#### Bacaan:
################

Tuesday, April 18, 2017

Anak Elang yang Bertahan Hidup

Setelah kemarin kita belajar dari hewan mematikan di lautan, sekarang mari kita naik sedikit dan mengudara. Mencoba mengepakkan sayap bersama seekor burung elang, siap ?

Ingatanku melayang pada masa ketika aku kuliah lapangan di sebuah taman nasional, waktu kuliah dulu. Kala itu, terbangnya burung elang di atas kepala kami adalah hal yang begitu dinantikan. Ya, di daerah yang masih liar, dimana salah satu hewan penguasa udara, bebas berlalu lalang. Jumlah nya yang sedikit, memang membuatnya tak mudah ditemui sembarangan. Bukan di perkotaan semacam tempat tinggalku saat ini.
    
"Itu! Itu ada elang! Pinjem binocular nya! Foto, foto! Gantian, dong! Waah, masyaallah bagus, ya.."

Terlihat dari ketinggian, sayap burung elang yang membentang lebar. Terbang memecah ruang dengan sangat anggun. Pada beberapa kesempatanpun, kami bisa melihat burung elang yang sudah bertengger di dalam sarang gagah. Ah, kini aku mengerti mengapa beberap temanku begitu menyukai kegiatan pengamatan burung. Ada keindahan yang memang ditawarkan.

Kalau kau pernah dengar istilah mata elang, itu karena memang mata elang begitu awas. Jarak pandangnya bisa sampai 1,5 km untuk memonitor mangsanya. Paruhnya yang  membengkok, dan kaki nya yang kuat mampu mencabik dan mencengkram hewan besar sekalipun.
Kali ini, mari kita lihat salah satu species elang yang banyak di bagian utara bumi ini, Elang Emas (Aquila chrysaetos). Tubuhnya besar dengan warna bulu cokelat tua menambah nuansa kegagahannya. Nama emasnya muncul dari warna bulu di kepala yang sedikit lebih terang dan berwarna emas.


Siapa yang sangka masa kecil sang elang  emas itu dibalut bulu putih yang terlihat ringkih. Hasil perkawinan ayah elang dan induk elang membuahkan sekiranya 4 buah telur untuk diperjuangkan. Tak menetas bersama, telur pertama yang lahir mendapat euforia sebagai anak tunggal, dengan curahan perhatian dan makanan untuknya seorang. Namun tak lama euforianya sedikit berkurang ketika sang adik kemudian menetas ke dunia.

################

(Data Tercatat)
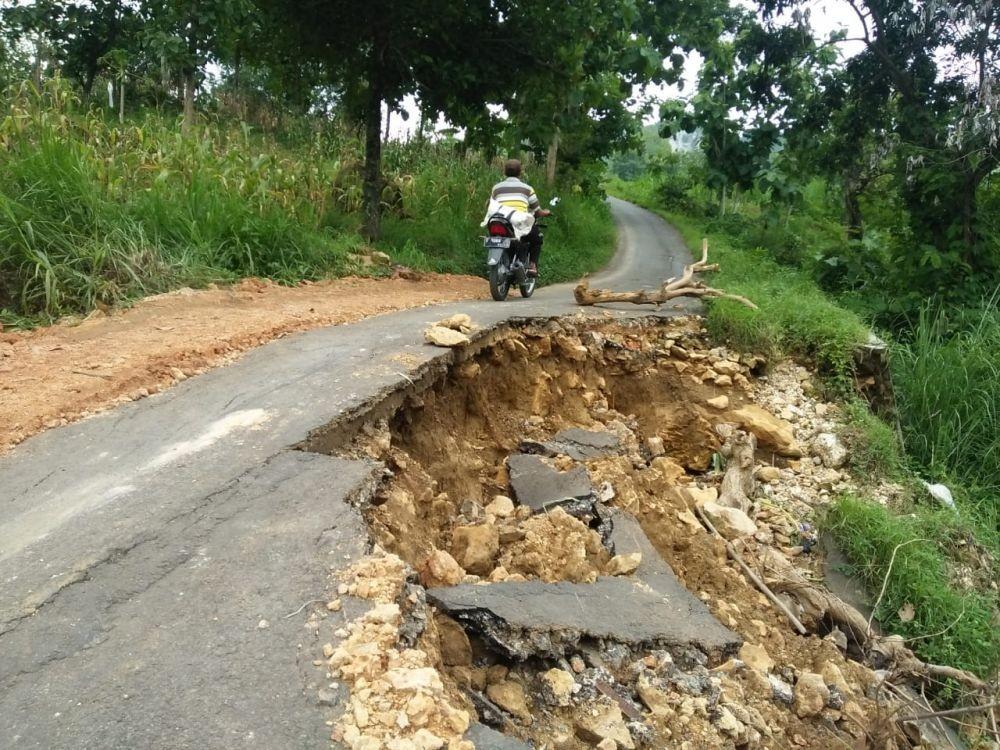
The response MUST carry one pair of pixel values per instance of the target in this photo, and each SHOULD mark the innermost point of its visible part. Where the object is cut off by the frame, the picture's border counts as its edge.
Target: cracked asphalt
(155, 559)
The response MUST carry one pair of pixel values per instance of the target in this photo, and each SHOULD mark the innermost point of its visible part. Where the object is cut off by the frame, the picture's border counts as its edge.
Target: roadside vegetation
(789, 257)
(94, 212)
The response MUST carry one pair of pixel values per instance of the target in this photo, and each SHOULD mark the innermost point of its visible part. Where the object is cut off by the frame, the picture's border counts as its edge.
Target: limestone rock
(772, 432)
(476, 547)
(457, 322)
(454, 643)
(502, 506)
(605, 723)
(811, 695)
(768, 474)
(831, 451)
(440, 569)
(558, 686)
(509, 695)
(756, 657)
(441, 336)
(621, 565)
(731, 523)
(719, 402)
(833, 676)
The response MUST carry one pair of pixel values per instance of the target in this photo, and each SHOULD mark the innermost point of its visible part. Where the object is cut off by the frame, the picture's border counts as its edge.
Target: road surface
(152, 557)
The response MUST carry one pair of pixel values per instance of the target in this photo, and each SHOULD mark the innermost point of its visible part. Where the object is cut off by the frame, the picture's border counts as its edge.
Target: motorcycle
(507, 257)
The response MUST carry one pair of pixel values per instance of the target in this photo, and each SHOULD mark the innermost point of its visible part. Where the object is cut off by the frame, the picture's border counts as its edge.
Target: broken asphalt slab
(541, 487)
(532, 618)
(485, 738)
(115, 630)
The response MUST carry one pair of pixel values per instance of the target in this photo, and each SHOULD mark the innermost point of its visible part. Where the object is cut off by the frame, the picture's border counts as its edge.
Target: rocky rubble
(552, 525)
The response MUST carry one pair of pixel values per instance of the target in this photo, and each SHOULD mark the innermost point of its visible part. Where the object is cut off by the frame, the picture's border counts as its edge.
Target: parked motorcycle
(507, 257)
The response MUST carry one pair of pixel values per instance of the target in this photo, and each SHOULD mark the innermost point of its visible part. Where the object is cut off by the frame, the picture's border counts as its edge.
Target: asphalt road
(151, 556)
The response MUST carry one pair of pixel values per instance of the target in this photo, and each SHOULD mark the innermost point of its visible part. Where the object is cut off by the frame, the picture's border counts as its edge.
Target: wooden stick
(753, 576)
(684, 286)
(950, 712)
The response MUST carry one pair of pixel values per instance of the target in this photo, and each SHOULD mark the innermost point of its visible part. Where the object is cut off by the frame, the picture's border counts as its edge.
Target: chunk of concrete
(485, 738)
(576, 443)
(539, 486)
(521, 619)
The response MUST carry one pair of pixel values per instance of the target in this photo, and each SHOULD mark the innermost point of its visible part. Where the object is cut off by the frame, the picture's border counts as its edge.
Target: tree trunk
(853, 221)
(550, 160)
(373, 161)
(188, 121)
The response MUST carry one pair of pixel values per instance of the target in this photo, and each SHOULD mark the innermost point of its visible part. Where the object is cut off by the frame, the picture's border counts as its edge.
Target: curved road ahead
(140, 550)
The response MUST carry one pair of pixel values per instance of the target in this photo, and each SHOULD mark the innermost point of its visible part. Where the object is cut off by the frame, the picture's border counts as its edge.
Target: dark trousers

################

#### Petunjuk Tugas:
Tentukan apakah setiap pernyataan berikut sesuai dengan bacaan tentang anak elang, lalu jawab ya atau tidak disertai kutipan kata-kata bacaan yang menjadi penentunya. 1. Elang dapat memantau mangsanya dari jarak sampai 1,5 km. 2. Nama Elang Emas berasal dari warna bulu di bagian ekornya. 3. Telur-telur elang emas menetas pada waktu yang bersamaan. Baris-baris data ini adalah bahan yang berdiri sendiri, terpisah dari bacaan.

#### Jawaban Tertulis:
1. Ya: "Jarak pandangnya bisa sampai 1,5 km untuk memonitor mangsanya."
2. Tidak: "Nama emasnya muncul dari warna bulu di kepala yang sedikit lebih terang dan berwarna emas."
3. Tidak: "Tak menetas bersama, telur pertama yang lahir mendapat euforia sebagai anak tunggal"